Source ::

-----

September 7 is the feastday of a Belgian saint, allegedly of Irish extraction, Madelberta, abbess of Maubeuge. She is one of an extraordinary family of saints whom Canon O'Hanlon is only too happy to claim for Ireland. The account below has been abridged from Volume 9 of his Lives of the Irish Saints, but whether this saint and her kindred ever had an Irish connection is another matter entirely. Her name is not found in any of our native calendars but obviously occurs in the continental ones, which Canon O'Hanlon lists. He also cites a list of Irish saints compiled by Convaeus, which I think is a reference to a seventeenth-century Irish-born Jesuit, Richard Conway (Richardus Convaeus), who was involved with the Irish colleges in Spain. I would be interested to know if his list is among the papers of the archives hosted by the Irish in Europe Project.
ST. MADELBERGA, MEDALBERTA, AMALBERTE, OR MADELBERTA, ABBESS, AT MAUBEUGE, BELGIUM.

-----

Problems to work on ::
1. According to the piece on Saint Madelberta, from which volume of Canon O'Hanlon's Lives of the Irish Saints is the account abridged?
2. In the piece on Saint Madelberta, what grounds does the writer give for taking Convaeus to be Richard Conway?
3. Carry on the account of Saint Madelberta, writing the section that follows its heading.

A run of records
-----

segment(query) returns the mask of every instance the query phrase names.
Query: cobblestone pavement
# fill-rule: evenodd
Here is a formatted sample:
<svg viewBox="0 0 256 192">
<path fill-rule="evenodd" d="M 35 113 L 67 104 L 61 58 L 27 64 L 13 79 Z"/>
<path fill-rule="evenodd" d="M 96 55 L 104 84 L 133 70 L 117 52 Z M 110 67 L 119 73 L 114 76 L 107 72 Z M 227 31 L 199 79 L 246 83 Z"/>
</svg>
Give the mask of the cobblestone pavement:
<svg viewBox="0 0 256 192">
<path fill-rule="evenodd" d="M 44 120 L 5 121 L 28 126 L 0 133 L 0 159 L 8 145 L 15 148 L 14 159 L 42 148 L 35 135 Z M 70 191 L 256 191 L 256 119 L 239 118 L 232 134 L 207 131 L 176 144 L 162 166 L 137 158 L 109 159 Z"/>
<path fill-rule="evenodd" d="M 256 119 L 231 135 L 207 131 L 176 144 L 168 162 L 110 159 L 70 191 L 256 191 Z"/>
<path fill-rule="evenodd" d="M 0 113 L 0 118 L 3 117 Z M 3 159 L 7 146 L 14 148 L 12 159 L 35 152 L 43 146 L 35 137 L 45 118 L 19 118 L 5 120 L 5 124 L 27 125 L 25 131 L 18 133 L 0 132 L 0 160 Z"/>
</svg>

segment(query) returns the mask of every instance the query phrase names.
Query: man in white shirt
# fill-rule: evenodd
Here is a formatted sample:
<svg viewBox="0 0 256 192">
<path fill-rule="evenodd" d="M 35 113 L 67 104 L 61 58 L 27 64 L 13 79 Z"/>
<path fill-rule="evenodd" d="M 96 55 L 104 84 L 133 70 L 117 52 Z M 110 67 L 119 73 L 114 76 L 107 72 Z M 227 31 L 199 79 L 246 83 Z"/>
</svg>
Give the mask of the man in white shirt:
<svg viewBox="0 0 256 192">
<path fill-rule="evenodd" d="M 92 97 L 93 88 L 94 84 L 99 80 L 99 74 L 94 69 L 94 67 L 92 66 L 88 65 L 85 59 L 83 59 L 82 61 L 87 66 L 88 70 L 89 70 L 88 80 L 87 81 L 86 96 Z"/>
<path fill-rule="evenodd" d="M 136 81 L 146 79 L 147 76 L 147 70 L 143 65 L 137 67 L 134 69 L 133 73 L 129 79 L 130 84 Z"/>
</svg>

-----

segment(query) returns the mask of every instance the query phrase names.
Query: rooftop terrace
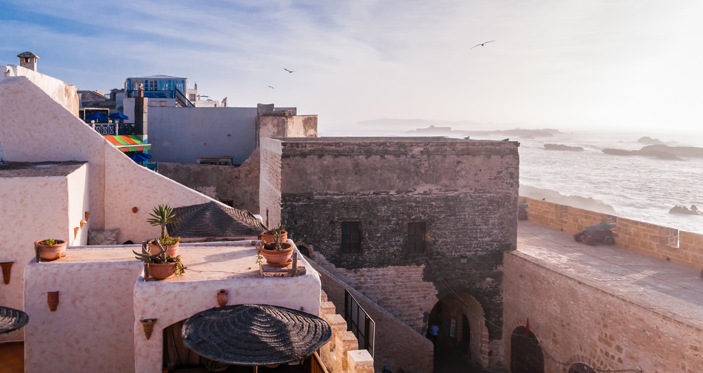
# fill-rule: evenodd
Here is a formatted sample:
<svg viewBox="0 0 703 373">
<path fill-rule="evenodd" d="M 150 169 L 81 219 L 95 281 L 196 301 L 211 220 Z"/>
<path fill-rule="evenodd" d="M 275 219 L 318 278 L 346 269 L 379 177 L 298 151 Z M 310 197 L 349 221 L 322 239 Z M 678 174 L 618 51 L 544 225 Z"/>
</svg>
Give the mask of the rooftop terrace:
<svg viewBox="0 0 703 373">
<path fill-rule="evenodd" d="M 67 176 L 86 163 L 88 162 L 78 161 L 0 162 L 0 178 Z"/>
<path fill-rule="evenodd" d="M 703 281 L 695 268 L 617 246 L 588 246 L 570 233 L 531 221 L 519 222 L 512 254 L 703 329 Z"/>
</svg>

-----

In response ::
1. Volume 9.

2. Richard Conway, a seventeenth-century Irish-born Jesuit involved with the Irish colleges in Spain, was known in Latin as Richardus Convaeus. That name matches Convaeus, whose list of Irish saints Canon O'Hanlon cites.

3.
[SEVENTH AND EIGHTH CENTURIES.]
ALTHOUGH the place of this holy virgin's nativity has not been distinctly ascertained; yet, she has been classed among our Irish Saints, because her religious father is held to have sought from Ireland the shores of France, where he was renowned as a warrior, and where he attained the distinction of being known as Count of Hannonia, or Hainault, in reward for his services, as also because with his religious wife, Waldetrude, he visited Ireland, on a mission entrusted to him, by Dagobert I., King of France. Moreover, on her father's side, St. Madelberta. had Irish blood in her veins, and doubtless she inherited many of those happy dispositions, that rendered her worthy to rank with so many other members of a truly noble and holy family.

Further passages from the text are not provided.